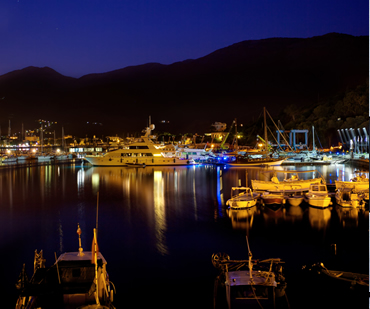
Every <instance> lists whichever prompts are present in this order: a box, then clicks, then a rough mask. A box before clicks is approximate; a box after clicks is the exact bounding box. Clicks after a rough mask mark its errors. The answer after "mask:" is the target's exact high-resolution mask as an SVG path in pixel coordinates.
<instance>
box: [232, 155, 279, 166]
mask: <svg viewBox="0 0 370 309" xmlns="http://www.w3.org/2000/svg"><path fill="white" fill-rule="evenodd" d="M285 160H286V159H285V158H284V159H281V158H280V159H275V158H269V157H267V158H256V159H253V158H250V157H248V156H236V157H235V160H233V161H231V162H228V163H227V165H230V166H236V167H248V166H266V165H269V166H279V165H281V163H283V162H284V161H285Z"/></svg>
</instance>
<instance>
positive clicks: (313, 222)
mask: <svg viewBox="0 0 370 309" xmlns="http://www.w3.org/2000/svg"><path fill="white" fill-rule="evenodd" d="M330 218H331V207H329V208H324V209H321V208H315V207H311V206H310V207H308V220H309V221H310V224H311V227H312V228H313V229H315V230H325V229H326V228H327V226H328V223H329V220H330Z"/></svg>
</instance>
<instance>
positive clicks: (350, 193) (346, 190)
mask: <svg viewBox="0 0 370 309" xmlns="http://www.w3.org/2000/svg"><path fill="white" fill-rule="evenodd" d="M335 200H336V202H337V204H338V205H340V206H342V207H362V206H364V205H365V193H364V192H363V191H357V190H356V188H355V186H353V187H352V188H351V187H350V186H342V187H339V189H337V190H336V191H335Z"/></svg>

▸ **WHAT THIS TASK INVOLVES**
Your output must reproduce the material above in full, with no pictures.

▸ **TASK ANSWER**
Every <instance> lists whichever prompts are present in this order: a box, then clicks, then a rough mask. A box before clicks is approximate; a box after clicks is the exact bounding box. Clicks after a rough mask mark its errors. The answer after "mask:" is the target's exact high-resolution mask as an SVG path in pixel coordinates.
<instance>
box: [232, 155, 279, 166]
mask: <svg viewBox="0 0 370 309" xmlns="http://www.w3.org/2000/svg"><path fill="white" fill-rule="evenodd" d="M285 160H286V159H285V158H284V159H281V158H280V159H275V158H269V157H267V158H256V159H253V158H250V157H248V156H236V157H235V160H233V161H231V162H228V163H227V165H230V166H236V167H248V166H266V165H269V166H279V165H281V163H283V162H284V161H285Z"/></svg>
</instance>
<instance>
positive clicks: (313, 222)
mask: <svg viewBox="0 0 370 309" xmlns="http://www.w3.org/2000/svg"><path fill="white" fill-rule="evenodd" d="M330 218H331V207H329V208H324V209H321V208H315V207H311V206H310V207H308V220H309V221H310V224H311V227H312V228H313V229H315V230H325V229H326V228H327V226H328V223H329V220H330Z"/></svg>
</instance>
<instance>
positive clicks: (350, 193) (346, 190)
mask: <svg viewBox="0 0 370 309" xmlns="http://www.w3.org/2000/svg"><path fill="white" fill-rule="evenodd" d="M335 200H336V202H337V204H338V205H340V206H342V207H362V206H364V205H365V193H364V192H363V191H357V190H356V188H355V186H353V187H352V188H351V187H350V186H342V187H339V189H337V190H336V191H335Z"/></svg>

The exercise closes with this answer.